__EXTRACT__.
# 【GIVEAWAY】DRAG NANO POD KIT HITS THE SHELF NOW!!



## VOOPOO (29/5/19)

So glad to announce that our VOOPOO DRAG NANO POD KIT HITS THE SHELF NOW!!

What more exciting is that we host a giveaway to celebrate it!
How to enter:

1. Mention 3 friends
2. Share with us what you think of this new member of DRAG Family

Winners will be announced on 4th June. Good luck!!
You can also enter giveaway on other VOOPOO official forums and social media.

More information regarding DRAG NANO: DRAG Nano Pod Kit - VOOPOO VAPE Spark Your Moments
VOOPOO Official shop: Goods Details - VOOPOO VAPE Spark Your Moments

Reactions: Like 2 | Winner 3


----------



## Dietz (29/5/19)

1. @Moerse Rooikat @Raindance @Faiyaz Cheulkar.
2. I think it looks sturdy and comfortable.

Reactions: Like 3


----------



## RuanK (29/5/19)

@Adephi , @ARYANTO ,@CaliGuy , Look at this awsome giveaway.

Love the looks of this awesome little device. This can surely become my new pod mod for out and about vaping. Love the size of it, and just how easy it is to use.


----------



## Jengz (29/5/19)

@mc_zamo @Nadim_Paruk @Cor

Love the form factor, it's like a Jewellery accessory... Looks cool.


----------



## dunskoy (29/5/19)

VOOPOO said:


> Mention 3 friends


@La_Navidad @Largo @hot.chillie35 


VOOPOO said:


> Share with us what you think of this new member of DRAG Family


I like the design of DRAG NANO. Compact and stylish! This is the younger brother of DRAG and DRAG 2.

Reactions: Like 2 | Thanks 1


----------



## Largo (29/5/19)

@Room Fogger @La_Navidad @Timwis 


VOOPOO said:


> Share with us what you think of this new member of DRAG Family


Good decision. Well recognizable design in a new state.

Reactions: Like 2


----------



## MRHarris1 (29/5/19)

1. @Tashy @The Ice @TheV
2. A nice out and about POD system that resembles it's big brothers, and keeps up with the quality of the Voopoo Drag Series.

Sent from my SM-G973F using Tapatalk

Reactions: Like 1


----------



## Asterix (29/5/19)

1. @Yuvir Punwasi @MRHarris1 @ddk1979 

2. Haven’t been in the market for a pod system until seeing this particular mod. The looks are appealing. I am now interested enough to investigate further.

Reactions: Like 1 | Winner 1


----------



## La_Navidad (29/5/19)

VOOPOO said:


> 1. Mention 3 friends


@dunskoy @Largo @hot.chillie35 



VOOPOO said:


> 2. Share with us what you think of this new member of DRAG Family


This POD looks more like jewelry - a brilliant idea and remarkable design. The hardware is also top notch

Reactions: Like 1 | Thanks 1


----------



## hot.chillie35 (29/5/19)

This pod looks devilishly sexy. An awesome added member to the Voopoo Drag Family. 

@Resistance
@JurgensSt 
@Supriyono

Reactions: Like 2


----------



## Cornelius (30/5/19)

@Room Fogger @JurgensSt @Amir 

Looks like a game changer.

Reactions: Like 2


----------



## CashKat88 (30/5/19)

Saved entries
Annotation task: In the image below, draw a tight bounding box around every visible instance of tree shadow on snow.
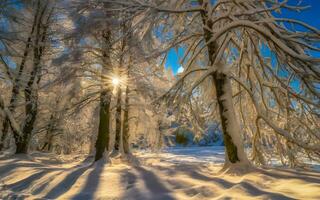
[72,162,104,200]
[44,165,91,199]
[134,167,174,200]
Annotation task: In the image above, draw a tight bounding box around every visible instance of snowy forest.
[0,0,320,200]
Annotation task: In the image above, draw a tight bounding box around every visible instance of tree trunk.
[16,2,51,154]
[95,90,111,161]
[212,72,248,165]
[199,0,249,166]
[0,1,40,151]
[122,85,130,154]
[114,86,121,152]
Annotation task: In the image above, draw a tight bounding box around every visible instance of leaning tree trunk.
[0,1,40,151]
[94,30,112,161]
[114,86,121,152]
[15,2,53,154]
[95,90,111,161]
[122,85,130,154]
[198,0,249,166]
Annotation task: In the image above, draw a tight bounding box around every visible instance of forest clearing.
[0,0,320,200]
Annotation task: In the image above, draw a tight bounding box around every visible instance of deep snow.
[0,147,320,200]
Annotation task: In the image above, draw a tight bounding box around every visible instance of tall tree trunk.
[114,86,121,152]
[16,2,51,154]
[95,90,111,161]
[199,0,249,166]
[122,85,130,154]
[95,30,112,161]
[0,1,40,151]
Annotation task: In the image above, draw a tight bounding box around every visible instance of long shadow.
[259,169,320,184]
[121,171,143,199]
[72,162,104,200]
[152,167,292,200]
[44,165,90,199]
[135,167,174,200]
[6,171,48,191]
[0,163,43,175]
[237,181,293,200]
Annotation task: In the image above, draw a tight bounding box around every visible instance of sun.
[112,77,120,86]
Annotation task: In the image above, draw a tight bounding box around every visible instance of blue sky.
[165,0,320,74]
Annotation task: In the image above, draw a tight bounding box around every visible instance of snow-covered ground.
[0,147,320,200]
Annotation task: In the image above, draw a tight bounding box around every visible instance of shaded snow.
[0,147,320,200]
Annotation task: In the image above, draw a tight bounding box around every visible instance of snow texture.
[0,146,320,200]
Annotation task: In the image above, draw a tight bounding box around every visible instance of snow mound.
[0,147,320,200]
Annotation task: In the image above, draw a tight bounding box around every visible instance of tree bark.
[95,90,111,161]
[95,30,112,161]
[122,85,130,154]
[16,2,51,154]
[0,1,40,151]
[199,0,249,165]
[114,86,121,151]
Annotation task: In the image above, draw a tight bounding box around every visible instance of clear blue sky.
[165,0,320,74]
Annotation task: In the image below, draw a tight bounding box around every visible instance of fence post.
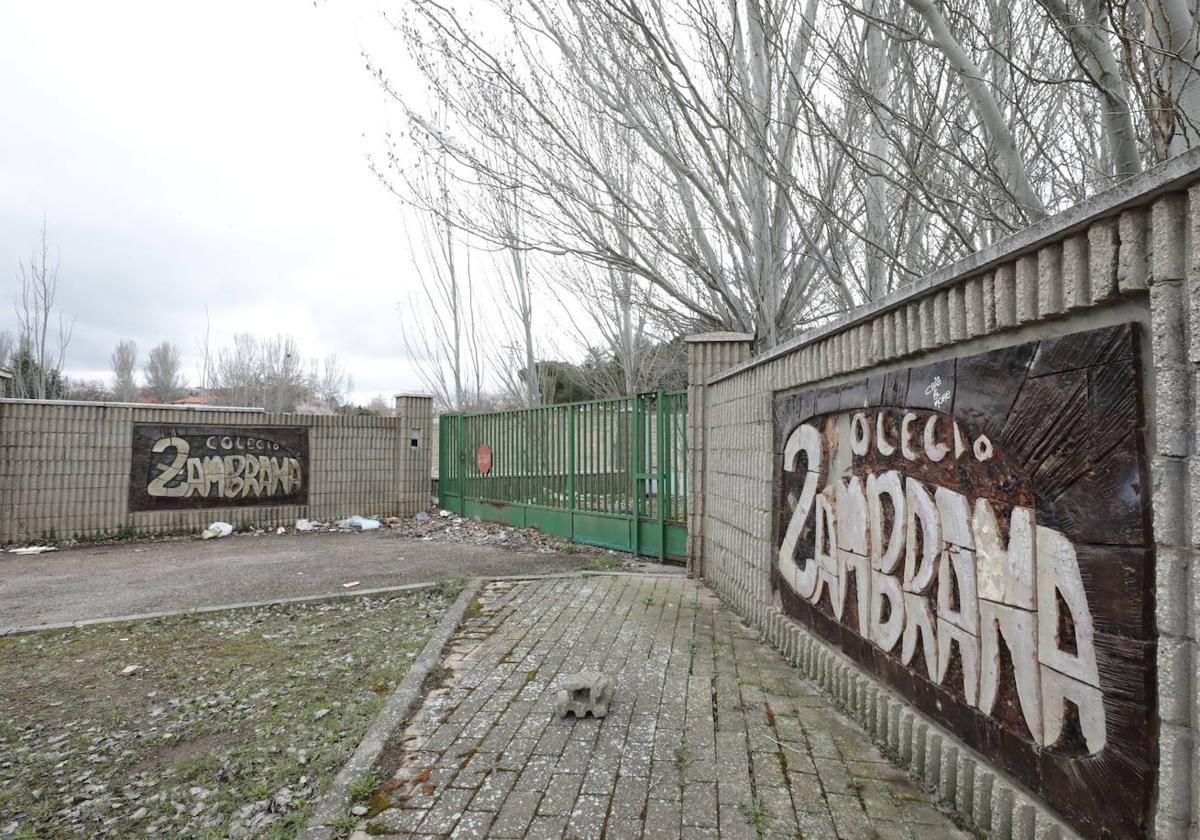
[395,394,440,516]
[686,332,754,577]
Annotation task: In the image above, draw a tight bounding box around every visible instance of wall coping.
[0,397,266,414]
[684,332,754,344]
[707,148,1200,384]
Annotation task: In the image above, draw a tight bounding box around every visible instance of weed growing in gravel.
[0,589,449,840]
[346,773,383,802]
[738,799,770,836]
[433,576,469,601]
[583,552,625,571]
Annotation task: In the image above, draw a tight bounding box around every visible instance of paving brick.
[345,576,960,840]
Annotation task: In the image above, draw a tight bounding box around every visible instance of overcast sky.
[0,0,439,402]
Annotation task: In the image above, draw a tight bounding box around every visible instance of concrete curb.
[0,578,449,637]
[296,577,485,840]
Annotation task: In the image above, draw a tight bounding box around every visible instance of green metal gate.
[438,391,688,560]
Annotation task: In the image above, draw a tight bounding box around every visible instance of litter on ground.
[200,522,233,540]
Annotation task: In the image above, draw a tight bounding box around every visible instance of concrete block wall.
[0,396,432,544]
[689,151,1200,840]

__WHAT IS BEING ASKED__.
According to the giveaway thread, on what date will the winners be announced?

__RESPONSE AREA__.
The winners will be announced on 4th June.